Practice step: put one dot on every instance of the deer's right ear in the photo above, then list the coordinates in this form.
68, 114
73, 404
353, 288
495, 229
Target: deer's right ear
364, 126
· · · · · · ·
● **How to complete this task**
Print every entry exactly.

● **Answer space**
Practice step: put one dot on every instance of the deer's right ear in the photo above, then list the coordinates in this form.
68, 114
73, 404
353, 288
495, 229
Target: deer's right ear
364, 126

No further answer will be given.